-- PASSAGE --
○ ○ ○
In her searing dissent in the most recent reproductive rights case to go before the U.S. Supreme Court — Gonzales v. Carhart (2007) — Justice Ginsburg wrote, “[A]t stake in cases challenging abortion restrictions is a woman’s ‘control over her [own] destiny.'”

While the decision of whether and when to have children is the immediate question undergirding the right to reproductive freedom, as Justice Ginsburg signals above, at the core of this right lies even broader concerns: the rights of equality and opportunity. Until the recent Carhart decision, the Court understood that constitutional protections for reproductive freedom were also constitutional protections aimed at ensuring women’s ability to participate fully in the “economic and social life of the Nation.” At the core of the right to reproductive freedom is opportunity: the opportunity to obtain a good education, to shape one’s economic circumstances, to participate in the democratic process, to find love, to build families, to decide what makes for a good life, and to have the opportunity to live that life.
○ ○ ○
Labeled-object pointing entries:
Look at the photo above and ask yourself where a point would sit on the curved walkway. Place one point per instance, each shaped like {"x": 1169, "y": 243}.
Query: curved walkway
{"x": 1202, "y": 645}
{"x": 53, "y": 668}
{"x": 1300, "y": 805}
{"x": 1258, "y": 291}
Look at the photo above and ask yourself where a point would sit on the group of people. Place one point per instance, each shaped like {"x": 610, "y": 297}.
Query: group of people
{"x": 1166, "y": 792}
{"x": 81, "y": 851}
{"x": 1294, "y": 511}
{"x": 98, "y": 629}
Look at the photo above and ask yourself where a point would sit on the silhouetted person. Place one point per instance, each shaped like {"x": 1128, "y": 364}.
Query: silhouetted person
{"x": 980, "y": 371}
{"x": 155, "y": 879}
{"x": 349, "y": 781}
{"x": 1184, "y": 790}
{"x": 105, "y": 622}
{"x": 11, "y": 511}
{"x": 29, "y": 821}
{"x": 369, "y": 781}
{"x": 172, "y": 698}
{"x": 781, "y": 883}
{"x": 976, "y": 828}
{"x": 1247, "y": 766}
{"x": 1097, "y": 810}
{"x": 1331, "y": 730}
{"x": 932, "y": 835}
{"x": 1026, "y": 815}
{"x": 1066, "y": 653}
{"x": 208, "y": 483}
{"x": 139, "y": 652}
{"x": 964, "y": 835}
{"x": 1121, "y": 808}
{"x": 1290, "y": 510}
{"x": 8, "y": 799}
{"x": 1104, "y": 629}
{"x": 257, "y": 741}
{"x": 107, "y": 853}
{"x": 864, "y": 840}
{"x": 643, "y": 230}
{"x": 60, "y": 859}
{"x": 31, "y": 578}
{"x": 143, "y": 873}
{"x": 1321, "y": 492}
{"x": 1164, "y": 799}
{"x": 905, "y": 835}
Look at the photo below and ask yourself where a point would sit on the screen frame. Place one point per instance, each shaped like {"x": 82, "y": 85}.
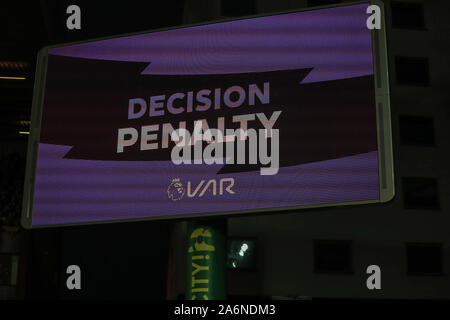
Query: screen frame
{"x": 383, "y": 120}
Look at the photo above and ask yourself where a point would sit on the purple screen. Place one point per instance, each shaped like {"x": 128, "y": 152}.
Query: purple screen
{"x": 319, "y": 67}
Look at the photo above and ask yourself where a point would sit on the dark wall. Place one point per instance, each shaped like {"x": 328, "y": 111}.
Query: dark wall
{"x": 117, "y": 261}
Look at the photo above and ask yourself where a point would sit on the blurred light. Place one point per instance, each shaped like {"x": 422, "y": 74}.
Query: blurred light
{"x": 13, "y": 78}
{"x": 13, "y": 65}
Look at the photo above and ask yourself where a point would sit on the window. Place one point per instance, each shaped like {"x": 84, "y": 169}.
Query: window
{"x": 424, "y": 258}
{"x": 407, "y": 15}
{"x": 316, "y": 3}
{"x": 233, "y": 8}
{"x": 332, "y": 256}
{"x": 412, "y": 71}
{"x": 416, "y": 130}
{"x": 420, "y": 193}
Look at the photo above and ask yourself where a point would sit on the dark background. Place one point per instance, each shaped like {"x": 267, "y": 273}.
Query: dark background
{"x": 409, "y": 237}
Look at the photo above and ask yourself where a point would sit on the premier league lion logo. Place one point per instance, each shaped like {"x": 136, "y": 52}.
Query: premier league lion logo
{"x": 175, "y": 191}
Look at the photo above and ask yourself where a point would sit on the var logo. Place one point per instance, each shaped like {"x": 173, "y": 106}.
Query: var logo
{"x": 176, "y": 189}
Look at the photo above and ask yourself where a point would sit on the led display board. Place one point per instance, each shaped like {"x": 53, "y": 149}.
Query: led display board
{"x": 260, "y": 114}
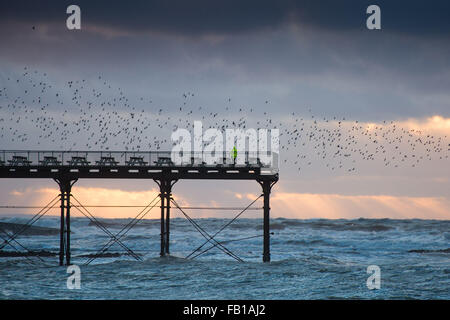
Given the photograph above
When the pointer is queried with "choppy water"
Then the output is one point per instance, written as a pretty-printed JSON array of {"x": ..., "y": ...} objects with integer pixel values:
[{"x": 311, "y": 259}]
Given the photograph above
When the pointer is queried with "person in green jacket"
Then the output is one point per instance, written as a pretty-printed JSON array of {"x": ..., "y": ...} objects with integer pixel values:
[{"x": 234, "y": 154}]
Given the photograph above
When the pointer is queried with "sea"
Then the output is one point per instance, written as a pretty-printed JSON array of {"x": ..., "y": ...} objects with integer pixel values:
[{"x": 310, "y": 259}]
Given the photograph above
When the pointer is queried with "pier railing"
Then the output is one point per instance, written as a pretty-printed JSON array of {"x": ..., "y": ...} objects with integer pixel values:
[{"x": 267, "y": 160}]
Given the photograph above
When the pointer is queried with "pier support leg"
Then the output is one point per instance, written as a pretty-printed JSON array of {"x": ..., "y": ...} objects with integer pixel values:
[
  {"x": 163, "y": 230},
  {"x": 266, "y": 186},
  {"x": 168, "y": 195},
  {"x": 61, "y": 231},
  {"x": 165, "y": 187},
  {"x": 65, "y": 186}
]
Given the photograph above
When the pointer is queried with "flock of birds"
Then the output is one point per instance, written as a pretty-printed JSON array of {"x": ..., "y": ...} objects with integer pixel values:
[{"x": 96, "y": 115}]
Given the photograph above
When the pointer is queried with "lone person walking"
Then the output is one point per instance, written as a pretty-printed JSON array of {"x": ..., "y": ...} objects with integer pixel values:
[{"x": 234, "y": 155}]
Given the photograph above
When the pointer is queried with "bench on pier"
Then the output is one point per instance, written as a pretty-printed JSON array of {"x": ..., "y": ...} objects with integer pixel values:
[
  {"x": 19, "y": 161},
  {"x": 50, "y": 161},
  {"x": 107, "y": 161},
  {"x": 78, "y": 161},
  {"x": 136, "y": 161},
  {"x": 164, "y": 161}
]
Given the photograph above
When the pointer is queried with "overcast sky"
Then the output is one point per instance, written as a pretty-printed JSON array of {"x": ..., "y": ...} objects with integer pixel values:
[{"x": 298, "y": 55}]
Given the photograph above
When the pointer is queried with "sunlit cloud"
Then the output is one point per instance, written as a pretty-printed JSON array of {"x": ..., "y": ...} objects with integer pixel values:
[{"x": 333, "y": 206}]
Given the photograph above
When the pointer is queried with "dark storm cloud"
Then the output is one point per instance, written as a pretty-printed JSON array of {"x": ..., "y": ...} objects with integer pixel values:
[{"x": 198, "y": 17}]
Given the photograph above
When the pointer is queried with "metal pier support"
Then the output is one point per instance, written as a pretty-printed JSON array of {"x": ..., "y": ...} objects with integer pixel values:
[
  {"x": 267, "y": 187},
  {"x": 65, "y": 186},
  {"x": 165, "y": 187}
]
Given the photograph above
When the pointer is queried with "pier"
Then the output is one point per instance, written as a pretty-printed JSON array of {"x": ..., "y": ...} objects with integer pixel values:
[{"x": 67, "y": 167}]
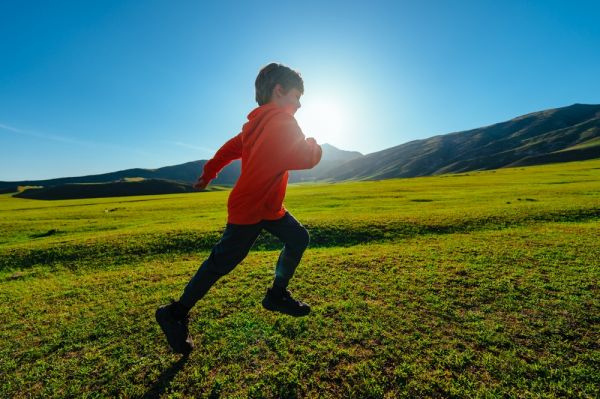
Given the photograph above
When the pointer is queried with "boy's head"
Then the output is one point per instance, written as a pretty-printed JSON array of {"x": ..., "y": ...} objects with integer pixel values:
[{"x": 280, "y": 84}]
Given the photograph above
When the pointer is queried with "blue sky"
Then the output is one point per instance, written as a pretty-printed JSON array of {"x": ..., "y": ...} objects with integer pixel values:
[{"x": 96, "y": 86}]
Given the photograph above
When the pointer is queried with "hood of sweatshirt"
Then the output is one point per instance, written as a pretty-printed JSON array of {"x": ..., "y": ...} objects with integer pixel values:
[{"x": 257, "y": 119}]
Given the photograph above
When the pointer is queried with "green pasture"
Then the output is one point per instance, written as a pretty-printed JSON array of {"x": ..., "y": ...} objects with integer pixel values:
[{"x": 482, "y": 284}]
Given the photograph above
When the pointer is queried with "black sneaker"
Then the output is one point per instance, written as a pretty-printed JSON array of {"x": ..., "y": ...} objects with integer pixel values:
[
  {"x": 177, "y": 333},
  {"x": 284, "y": 303}
]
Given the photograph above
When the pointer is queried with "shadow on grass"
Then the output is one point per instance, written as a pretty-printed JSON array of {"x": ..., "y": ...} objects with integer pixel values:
[{"x": 160, "y": 386}]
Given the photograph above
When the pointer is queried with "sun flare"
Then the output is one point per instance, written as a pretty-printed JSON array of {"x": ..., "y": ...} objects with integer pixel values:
[{"x": 324, "y": 119}]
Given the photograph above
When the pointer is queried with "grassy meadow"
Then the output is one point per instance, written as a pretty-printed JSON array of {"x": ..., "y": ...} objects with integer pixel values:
[{"x": 482, "y": 284}]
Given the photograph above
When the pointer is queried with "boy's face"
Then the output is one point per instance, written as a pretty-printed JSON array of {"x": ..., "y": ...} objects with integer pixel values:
[{"x": 290, "y": 101}]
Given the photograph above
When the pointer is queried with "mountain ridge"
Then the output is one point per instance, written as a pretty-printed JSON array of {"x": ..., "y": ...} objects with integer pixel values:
[{"x": 552, "y": 135}]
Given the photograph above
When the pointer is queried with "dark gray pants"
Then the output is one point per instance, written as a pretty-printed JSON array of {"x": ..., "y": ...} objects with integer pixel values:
[{"x": 235, "y": 245}]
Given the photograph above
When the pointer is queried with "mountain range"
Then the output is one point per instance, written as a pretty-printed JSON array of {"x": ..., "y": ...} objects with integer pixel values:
[{"x": 554, "y": 135}]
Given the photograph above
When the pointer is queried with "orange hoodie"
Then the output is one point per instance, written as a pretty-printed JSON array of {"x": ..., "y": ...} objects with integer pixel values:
[{"x": 270, "y": 144}]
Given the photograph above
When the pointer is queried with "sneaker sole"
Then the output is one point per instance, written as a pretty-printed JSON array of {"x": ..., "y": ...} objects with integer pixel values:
[{"x": 159, "y": 318}]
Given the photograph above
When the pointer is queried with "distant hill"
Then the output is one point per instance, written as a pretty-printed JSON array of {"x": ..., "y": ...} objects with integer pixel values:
[
  {"x": 186, "y": 173},
  {"x": 99, "y": 190},
  {"x": 555, "y": 135}
]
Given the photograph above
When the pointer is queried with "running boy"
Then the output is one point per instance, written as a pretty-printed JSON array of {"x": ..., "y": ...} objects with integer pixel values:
[{"x": 270, "y": 144}]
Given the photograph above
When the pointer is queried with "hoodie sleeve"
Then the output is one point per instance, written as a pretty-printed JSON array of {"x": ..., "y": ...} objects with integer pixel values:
[
  {"x": 292, "y": 151},
  {"x": 230, "y": 151}
]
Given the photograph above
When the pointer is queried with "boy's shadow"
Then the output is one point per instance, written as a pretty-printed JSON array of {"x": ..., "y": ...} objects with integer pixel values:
[{"x": 164, "y": 380}]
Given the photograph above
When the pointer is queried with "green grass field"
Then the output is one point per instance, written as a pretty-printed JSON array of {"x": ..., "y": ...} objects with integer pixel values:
[{"x": 483, "y": 284}]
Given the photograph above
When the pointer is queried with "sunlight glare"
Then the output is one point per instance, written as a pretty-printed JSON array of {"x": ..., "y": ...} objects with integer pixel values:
[{"x": 324, "y": 119}]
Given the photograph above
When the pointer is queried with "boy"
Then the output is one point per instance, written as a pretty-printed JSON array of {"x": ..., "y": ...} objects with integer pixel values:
[{"x": 270, "y": 144}]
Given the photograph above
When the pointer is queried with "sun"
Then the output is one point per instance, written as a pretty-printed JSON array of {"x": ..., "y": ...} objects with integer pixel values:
[{"x": 324, "y": 119}]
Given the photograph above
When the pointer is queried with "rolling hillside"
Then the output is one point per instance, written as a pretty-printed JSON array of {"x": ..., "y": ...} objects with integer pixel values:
[{"x": 556, "y": 135}]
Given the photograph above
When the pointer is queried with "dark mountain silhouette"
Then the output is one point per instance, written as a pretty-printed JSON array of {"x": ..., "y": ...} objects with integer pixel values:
[
  {"x": 186, "y": 173},
  {"x": 555, "y": 135},
  {"x": 99, "y": 190}
]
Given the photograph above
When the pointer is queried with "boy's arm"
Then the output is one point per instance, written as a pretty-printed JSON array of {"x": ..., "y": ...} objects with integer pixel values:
[
  {"x": 230, "y": 151},
  {"x": 294, "y": 151}
]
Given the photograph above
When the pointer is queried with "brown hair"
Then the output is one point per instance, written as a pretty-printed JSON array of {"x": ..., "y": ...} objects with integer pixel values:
[{"x": 272, "y": 74}]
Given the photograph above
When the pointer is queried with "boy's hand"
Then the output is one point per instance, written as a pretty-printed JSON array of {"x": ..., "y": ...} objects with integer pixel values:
[{"x": 200, "y": 184}]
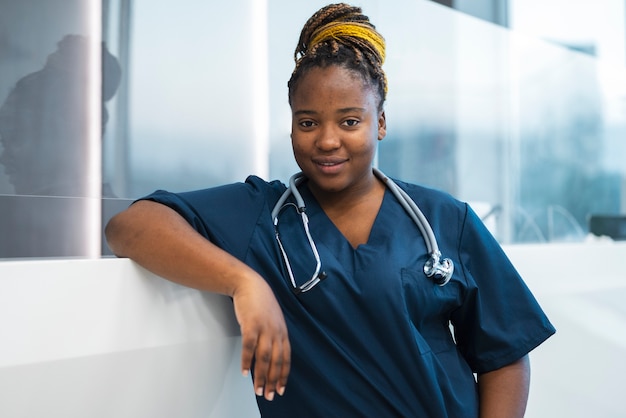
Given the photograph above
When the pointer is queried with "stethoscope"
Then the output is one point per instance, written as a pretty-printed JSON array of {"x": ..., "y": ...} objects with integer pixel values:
[{"x": 440, "y": 270}]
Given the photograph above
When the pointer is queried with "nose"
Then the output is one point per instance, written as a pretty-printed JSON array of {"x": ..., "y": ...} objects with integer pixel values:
[{"x": 329, "y": 139}]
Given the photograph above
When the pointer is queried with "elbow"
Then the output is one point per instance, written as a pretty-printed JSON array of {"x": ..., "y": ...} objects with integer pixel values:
[{"x": 114, "y": 232}]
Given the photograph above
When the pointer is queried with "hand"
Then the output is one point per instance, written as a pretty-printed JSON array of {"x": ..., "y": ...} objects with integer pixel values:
[{"x": 264, "y": 337}]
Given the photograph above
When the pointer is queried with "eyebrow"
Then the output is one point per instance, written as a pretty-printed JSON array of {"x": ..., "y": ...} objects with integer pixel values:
[{"x": 342, "y": 110}]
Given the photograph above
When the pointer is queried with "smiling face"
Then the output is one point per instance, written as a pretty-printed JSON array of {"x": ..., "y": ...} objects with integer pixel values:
[{"x": 336, "y": 124}]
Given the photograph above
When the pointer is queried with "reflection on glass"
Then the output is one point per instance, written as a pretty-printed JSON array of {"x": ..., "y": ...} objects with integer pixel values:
[{"x": 44, "y": 123}]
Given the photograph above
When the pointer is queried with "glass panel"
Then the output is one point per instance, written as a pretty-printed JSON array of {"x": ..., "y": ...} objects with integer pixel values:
[
  {"x": 527, "y": 131},
  {"x": 190, "y": 110},
  {"x": 49, "y": 157}
]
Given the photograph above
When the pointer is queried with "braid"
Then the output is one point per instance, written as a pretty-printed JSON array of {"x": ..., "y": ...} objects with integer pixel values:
[{"x": 339, "y": 34}]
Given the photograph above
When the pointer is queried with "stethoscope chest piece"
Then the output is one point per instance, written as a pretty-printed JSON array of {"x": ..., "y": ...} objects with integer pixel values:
[{"x": 439, "y": 270}]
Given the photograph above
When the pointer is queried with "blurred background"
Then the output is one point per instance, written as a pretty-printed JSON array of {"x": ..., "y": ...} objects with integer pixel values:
[{"x": 518, "y": 107}]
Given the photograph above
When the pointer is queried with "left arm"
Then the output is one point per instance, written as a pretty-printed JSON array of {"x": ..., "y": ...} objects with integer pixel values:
[{"x": 504, "y": 392}]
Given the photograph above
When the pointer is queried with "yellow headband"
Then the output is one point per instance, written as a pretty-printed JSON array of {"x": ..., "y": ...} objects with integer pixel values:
[{"x": 337, "y": 29}]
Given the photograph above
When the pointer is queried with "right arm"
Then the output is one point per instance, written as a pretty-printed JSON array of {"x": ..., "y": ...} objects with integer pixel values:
[{"x": 162, "y": 241}]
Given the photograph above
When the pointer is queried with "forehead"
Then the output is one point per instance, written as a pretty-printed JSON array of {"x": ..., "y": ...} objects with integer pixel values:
[{"x": 334, "y": 83}]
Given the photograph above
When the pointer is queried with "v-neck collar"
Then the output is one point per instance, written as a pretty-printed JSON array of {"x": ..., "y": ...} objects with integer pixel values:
[{"x": 326, "y": 232}]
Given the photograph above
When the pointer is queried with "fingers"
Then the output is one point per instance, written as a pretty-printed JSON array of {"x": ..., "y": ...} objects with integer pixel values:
[{"x": 272, "y": 360}]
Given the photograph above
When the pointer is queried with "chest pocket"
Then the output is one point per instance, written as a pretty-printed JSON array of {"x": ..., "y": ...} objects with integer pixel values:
[{"x": 429, "y": 308}]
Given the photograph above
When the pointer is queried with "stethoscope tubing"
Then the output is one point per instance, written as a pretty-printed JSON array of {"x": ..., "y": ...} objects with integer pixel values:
[{"x": 440, "y": 270}]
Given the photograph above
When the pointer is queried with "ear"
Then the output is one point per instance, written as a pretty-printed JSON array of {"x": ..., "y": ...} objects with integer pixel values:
[{"x": 382, "y": 125}]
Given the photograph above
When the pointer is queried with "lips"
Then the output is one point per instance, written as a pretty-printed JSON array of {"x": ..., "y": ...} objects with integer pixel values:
[{"x": 329, "y": 162}]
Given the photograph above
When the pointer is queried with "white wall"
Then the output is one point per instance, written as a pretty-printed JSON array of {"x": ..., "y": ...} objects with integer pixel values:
[{"x": 104, "y": 338}]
○ ○ ○
-- TASKS AND EXERCISES --
1. Name every opportunity that the passage on reproductive rights lists as lying at the core of the right to reproductive freedom.
2. In the passage on reproductive rights, rewrite the part that opens with the words containing "While the decision" and closes with "live that life.", changing "reproductive freedom" to "reproductive choice".
3. Carry the passage on reproductive rights forward from the point where it stops.

-- SET OF ANSWERS --
1.
- to obtain a good education
- to shape one's economic circumstances
- to participate in the democratic process
- to find love
- to build families
- to decide what makes for a good life
- to have the opportunity to live that life

2.
While the decision of whether and when to have children is the immediate question undergirding the right to reproductive choice, as Justice Ginsburg signals above, at the core of this right lies even broader concerns: the rights of equality and opportunity. Until the recent Carhart decision, the Court understood that constitutional protections for reproductive choice were also constitutional protections aimed at ensuring women’s ability to participate fully in the “economic and social life of the Nation.” At the core of the right to reproductive choice is opportunity: the opportunity to obtain a good education, to shape one’s economic circumstances, to participate in the democratic process, to find love, to build families, to decide what makes for a good life, and to have the opportunity to live that life.

3.
The Roberts Court recklessly veered away from these important constitutional principles when it upheld for the first time in the history of the Supreme Court an abortion restriction that failed to include protections for women’s health. This could be a troubling sign of what’s ahead. This November, voters in South Dakota will face a ballot initiative to ban nearly all abortions in that state. If the ban becomes law, the ACLU will join Planned Parenthood Federation of America in bringing a legal challenge to stop this assault on abortion rights. The case could end up before the Supreme Court. The Court will then have the opportunity to reaffirm the right — or severely curtail it and with it women’s equality and opportunity.

We hope that the next president, if given the chance, will restore the Court’s commitment to freedom, equality, and opportunity for all. Our destiny as a nation is what is at stake in this election. Be a Constitution Voter.